_Passage given_:
-----
| Syria spy chief says he
has no foreign assets for US to freeze BEIRUT,
Lebanon - Syria's former military intelligence chief in Lebanon, subjected to a US assets
freeze last week, insisted in comments published Sunday that he had "not one
cent" abroad for Washington to block.
"I have not one cent outside Syria and let anyone who says otherwise come up with the
proof," Rustom Ghazali told the Saudi-owned London daily Asharq al-Awsat.
"This decision is aimed at stoking up the pressure on Syria -- it's not me who is
being targeted but the country."
On Thursday, the US Treasury Department put both Ghazali and Interior Minister Ghazi
Kanaan on its list of "specially designated nationals" under a presidential
anti-terrorism order.
"Today's designation freezes any assets the designees may have located in the United
States and prohibits US persons from engaging in transactions with these
individuals," the department said.
-----
_Dataset section_:
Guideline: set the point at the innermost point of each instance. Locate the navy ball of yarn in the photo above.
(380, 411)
-----
_Set tasks_:
a) In the article about Rustom Ghazali, answer each question on its own line, marked to match:
(i) Which newspaper did Ghazali give his comments to?
(ii) On what day did the US Treasury Department add him to its list?
(iii) Who else was put on that list with him?
b) Can you sum up the article about Rustom Ghazali in two sentences?

_Answers provided_:
a)
(i) Asharq al-Awsat, the Saudi-owned London daily
(ii) Thursday
(iii) Interior Minister Ghazi Kanaan

b) Rustom Ghazali, Syria's former military intelligence chief in Lebanon, said in comments published Sunday that he has not one cent outside Syria and that the US assets freeze targets the country, not him. On Thursday the US Treasury Department had put him and Interior Minister Ghazi Kanaan on its list of "specially designated nationals," freezing any assets they may have in the United States and barring US persons from transactions with them.